**Problem statement:** Resume the comment thread below about a pancreatic cancer diagnosis and a fundraiser, writing on from its final comment.

**Document section:**
┌────────
I’m not sure what your exact diagnosis is, but I work at the Mayo Clinic (lab tech), and there is a physician here who specializes in difficult cases of pancreatic cancer. His name is Mark Truty. If you would need to consider a referral to another medical center, you might check him out. https://newsnetwork.mayoclinic.org/discussion/mayo-clinic-finds-3-factors-in-care-plan-extend-life-for-advanced-pancreatic-cancer-patients/
Thank you for letting us help. I hope you can find an investigational program that focuses on the genetic profile of your cancer.
We Brits (I know you’re one too) complain and complain and complain about the NHS, but if one of us had what you’ve got the financial cost would be some Hospital Parking fees. It seems to me – and I hope I’m wrong – that in the USA the financial cost is your house and everything else as well. My 91 year old father recently had a pacemaker and a full new hip in the same week. The cost? Some petrol for my sister to take him in. I’m never complaining about our wonderful system again. I promise.
I’ll admit to writing the above comment before checking out the Go Fund Me page. Donations are disabled for the moment, it seems. Can it be reopened soon?
I’m not British — I just lived there for 16 years. I appreciate your interest in contributing to the fundraiser. For now, I found the response so overwhelming that I asked Megan to shut it down. There are so many others who need help desperately at this time, due to economic fallout from Covid.
└────────
Collected data entries:
┌────────
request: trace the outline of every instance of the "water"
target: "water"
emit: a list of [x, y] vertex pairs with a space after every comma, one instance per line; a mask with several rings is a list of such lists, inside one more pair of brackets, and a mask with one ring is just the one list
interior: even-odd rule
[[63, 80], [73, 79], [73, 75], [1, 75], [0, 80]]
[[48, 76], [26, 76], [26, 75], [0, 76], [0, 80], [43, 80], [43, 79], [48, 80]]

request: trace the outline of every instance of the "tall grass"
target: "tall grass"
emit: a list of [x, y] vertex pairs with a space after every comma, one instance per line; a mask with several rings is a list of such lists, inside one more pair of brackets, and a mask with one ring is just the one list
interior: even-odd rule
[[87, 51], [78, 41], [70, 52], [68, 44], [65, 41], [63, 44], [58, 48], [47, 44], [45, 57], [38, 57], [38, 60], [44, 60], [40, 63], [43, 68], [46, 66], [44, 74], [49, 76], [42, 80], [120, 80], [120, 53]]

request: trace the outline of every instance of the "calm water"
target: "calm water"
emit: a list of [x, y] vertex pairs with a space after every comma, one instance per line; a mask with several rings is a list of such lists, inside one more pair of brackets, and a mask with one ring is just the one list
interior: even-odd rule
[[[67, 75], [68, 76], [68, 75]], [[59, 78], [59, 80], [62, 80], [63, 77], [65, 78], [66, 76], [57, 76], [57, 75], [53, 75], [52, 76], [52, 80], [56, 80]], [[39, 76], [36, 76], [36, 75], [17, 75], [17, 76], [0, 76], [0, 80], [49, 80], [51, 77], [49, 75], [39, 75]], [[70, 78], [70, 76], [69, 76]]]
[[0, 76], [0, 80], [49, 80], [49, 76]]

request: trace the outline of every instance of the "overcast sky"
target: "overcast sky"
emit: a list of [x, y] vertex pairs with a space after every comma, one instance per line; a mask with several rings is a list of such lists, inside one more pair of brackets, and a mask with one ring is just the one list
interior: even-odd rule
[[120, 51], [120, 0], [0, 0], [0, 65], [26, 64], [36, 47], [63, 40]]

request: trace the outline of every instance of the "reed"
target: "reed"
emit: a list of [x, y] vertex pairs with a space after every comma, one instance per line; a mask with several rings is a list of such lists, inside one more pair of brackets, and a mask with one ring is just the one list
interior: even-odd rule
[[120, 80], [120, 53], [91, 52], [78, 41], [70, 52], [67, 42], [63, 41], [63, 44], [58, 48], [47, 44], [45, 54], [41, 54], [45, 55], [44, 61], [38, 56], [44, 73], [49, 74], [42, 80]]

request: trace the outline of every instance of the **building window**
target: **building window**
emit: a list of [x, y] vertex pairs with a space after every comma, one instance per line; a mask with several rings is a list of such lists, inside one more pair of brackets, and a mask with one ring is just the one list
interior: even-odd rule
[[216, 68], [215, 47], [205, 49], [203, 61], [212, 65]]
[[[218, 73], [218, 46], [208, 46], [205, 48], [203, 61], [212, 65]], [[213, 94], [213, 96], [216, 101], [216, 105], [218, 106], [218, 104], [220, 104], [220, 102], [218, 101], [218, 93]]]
└────────
┌────────
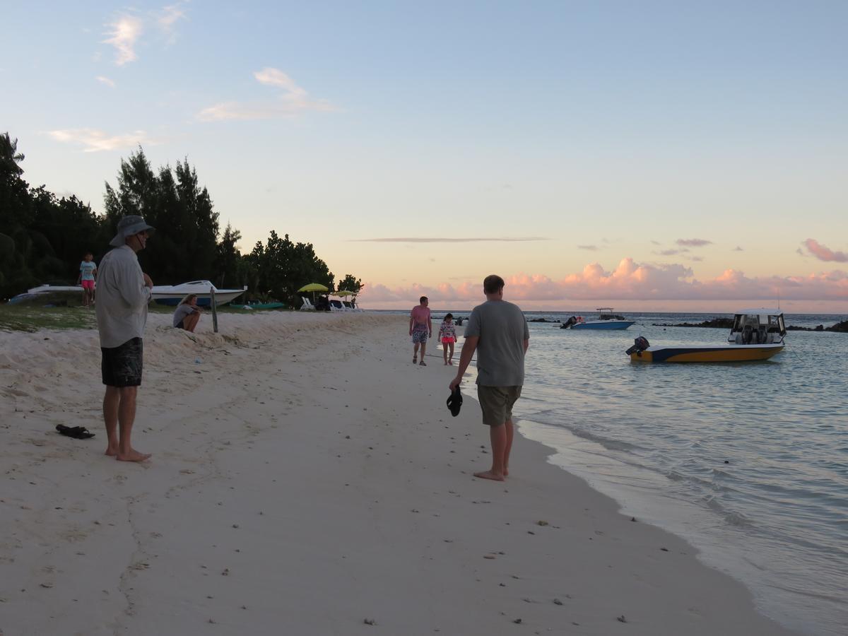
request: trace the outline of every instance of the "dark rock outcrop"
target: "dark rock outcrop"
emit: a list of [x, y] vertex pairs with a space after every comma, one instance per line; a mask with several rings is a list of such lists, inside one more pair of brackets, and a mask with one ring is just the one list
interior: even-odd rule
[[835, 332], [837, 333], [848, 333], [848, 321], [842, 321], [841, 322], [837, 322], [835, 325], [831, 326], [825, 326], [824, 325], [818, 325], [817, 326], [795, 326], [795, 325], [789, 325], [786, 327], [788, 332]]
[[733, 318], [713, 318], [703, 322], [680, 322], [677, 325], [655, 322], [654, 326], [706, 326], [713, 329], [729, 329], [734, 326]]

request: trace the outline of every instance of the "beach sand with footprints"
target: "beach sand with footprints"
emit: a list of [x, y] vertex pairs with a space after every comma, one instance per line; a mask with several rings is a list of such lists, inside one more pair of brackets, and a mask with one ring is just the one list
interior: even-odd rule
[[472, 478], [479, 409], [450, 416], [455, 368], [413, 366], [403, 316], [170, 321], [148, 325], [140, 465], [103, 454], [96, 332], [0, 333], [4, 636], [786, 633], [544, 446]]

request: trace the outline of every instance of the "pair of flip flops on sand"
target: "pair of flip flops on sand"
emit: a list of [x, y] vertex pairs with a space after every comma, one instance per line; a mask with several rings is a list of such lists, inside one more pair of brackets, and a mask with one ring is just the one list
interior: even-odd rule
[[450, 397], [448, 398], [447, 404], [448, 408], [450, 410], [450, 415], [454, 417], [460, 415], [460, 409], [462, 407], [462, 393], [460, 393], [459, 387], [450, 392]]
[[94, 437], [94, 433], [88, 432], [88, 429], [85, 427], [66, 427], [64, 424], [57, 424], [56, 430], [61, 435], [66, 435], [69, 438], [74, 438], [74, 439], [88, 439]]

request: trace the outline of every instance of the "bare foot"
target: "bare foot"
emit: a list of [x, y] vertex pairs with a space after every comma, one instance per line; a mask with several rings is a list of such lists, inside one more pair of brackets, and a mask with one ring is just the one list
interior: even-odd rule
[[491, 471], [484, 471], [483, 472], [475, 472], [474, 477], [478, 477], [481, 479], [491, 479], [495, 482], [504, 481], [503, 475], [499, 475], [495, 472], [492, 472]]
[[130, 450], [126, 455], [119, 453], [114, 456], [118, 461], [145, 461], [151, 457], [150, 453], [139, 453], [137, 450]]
└────────
┌────────
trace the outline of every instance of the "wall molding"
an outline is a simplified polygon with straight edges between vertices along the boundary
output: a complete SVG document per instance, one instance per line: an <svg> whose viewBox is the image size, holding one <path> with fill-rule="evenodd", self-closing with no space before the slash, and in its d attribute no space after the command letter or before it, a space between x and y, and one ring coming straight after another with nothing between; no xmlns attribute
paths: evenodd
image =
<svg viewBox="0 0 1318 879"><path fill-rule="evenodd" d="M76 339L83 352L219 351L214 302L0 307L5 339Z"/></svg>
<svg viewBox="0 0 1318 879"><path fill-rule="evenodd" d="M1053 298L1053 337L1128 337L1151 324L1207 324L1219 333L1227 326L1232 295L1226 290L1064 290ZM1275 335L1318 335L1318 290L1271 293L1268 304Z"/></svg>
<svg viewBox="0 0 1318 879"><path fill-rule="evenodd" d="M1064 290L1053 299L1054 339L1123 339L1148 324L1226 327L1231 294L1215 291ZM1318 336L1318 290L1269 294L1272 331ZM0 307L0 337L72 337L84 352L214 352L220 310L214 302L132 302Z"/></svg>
└────────
**Response to this exercise:**
My mistake! Was totally convinced you were English! Sorry about that. I’ll keep praying for you🙂
I am unable to help now financially but since I had a friend who was treated at Stanford Hospital for this type of cancer and a child who died from cancer was hoping som information might help. My friend had what the called a Whipple procedure and is more than five years out. Sometimes the do not tell you everything that is available when the can not do it. Education is everything for patient going through treatment. It also helps to check clinicaltrials.gov to see what is coming up for new treatments of different cancers. Praying for you and your family.
Thank you. I’m aware of this surgical procedure, which I understand from friends who have had it is not to be taken lightly, but I am at this point not a candidate for surgery. The tumor grew into the surrounding blood vessels and is partly blocking the hepatic portal vein, as a result of which other vessels have developed to share the load — a wondrous system, the body. The plan in my case is to shrink the tumor in the hope that it may become removable by surgery (with other protocols to follow).